### ABOUT THIS TASK
Here are some records; copy every line that holds the word "element".

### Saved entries

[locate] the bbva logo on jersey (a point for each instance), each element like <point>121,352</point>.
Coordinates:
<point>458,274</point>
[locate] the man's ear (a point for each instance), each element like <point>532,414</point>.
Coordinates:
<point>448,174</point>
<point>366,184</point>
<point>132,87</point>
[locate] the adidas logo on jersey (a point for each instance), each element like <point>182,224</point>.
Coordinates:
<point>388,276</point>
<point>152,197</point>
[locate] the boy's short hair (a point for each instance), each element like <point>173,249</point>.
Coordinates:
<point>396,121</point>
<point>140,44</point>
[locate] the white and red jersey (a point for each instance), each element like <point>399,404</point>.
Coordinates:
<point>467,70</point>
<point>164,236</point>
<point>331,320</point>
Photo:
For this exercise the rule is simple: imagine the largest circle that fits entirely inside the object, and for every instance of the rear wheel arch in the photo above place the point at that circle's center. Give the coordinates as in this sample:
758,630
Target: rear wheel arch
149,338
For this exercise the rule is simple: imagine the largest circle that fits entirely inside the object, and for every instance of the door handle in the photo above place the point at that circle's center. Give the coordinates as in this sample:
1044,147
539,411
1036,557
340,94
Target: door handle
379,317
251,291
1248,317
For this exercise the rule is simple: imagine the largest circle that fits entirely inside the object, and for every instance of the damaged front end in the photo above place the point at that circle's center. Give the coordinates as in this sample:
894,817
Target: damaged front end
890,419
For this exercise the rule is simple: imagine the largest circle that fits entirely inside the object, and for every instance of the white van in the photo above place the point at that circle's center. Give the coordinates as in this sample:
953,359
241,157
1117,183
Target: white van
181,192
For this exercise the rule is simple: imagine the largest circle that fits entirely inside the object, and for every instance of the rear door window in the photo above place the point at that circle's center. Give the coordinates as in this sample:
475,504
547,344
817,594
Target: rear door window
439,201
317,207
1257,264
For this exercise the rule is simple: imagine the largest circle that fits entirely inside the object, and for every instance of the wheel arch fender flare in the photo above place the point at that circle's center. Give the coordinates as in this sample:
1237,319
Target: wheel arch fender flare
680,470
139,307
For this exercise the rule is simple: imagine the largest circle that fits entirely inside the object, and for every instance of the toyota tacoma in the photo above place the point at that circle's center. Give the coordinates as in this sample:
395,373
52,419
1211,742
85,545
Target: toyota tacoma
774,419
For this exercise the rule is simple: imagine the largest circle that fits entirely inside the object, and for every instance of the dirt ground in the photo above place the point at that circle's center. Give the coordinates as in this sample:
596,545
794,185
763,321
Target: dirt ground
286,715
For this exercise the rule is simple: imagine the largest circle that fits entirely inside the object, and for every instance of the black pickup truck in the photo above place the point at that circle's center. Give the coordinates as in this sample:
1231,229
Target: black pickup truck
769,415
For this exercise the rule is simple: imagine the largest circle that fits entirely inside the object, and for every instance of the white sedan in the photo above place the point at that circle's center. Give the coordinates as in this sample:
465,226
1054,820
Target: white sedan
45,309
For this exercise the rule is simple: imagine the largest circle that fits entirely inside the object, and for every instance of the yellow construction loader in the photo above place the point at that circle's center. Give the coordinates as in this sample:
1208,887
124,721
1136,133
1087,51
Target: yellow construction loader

### WRITTEN RESPONSE
[locate] the bbva logo on jersey (a point for each instance), each element like <point>121,352</point>.
[locate] the man's ear (a point for each instance), each element like <point>532,414</point>.
[locate] the adidas logo on jersey (a point for each instance), each element like <point>182,224</point>.
[locate] the boy's short hair (a point for each instance), each element like <point>173,249</point>.
[locate] the white and red jersey (a point for each instance), each element like <point>399,404</point>.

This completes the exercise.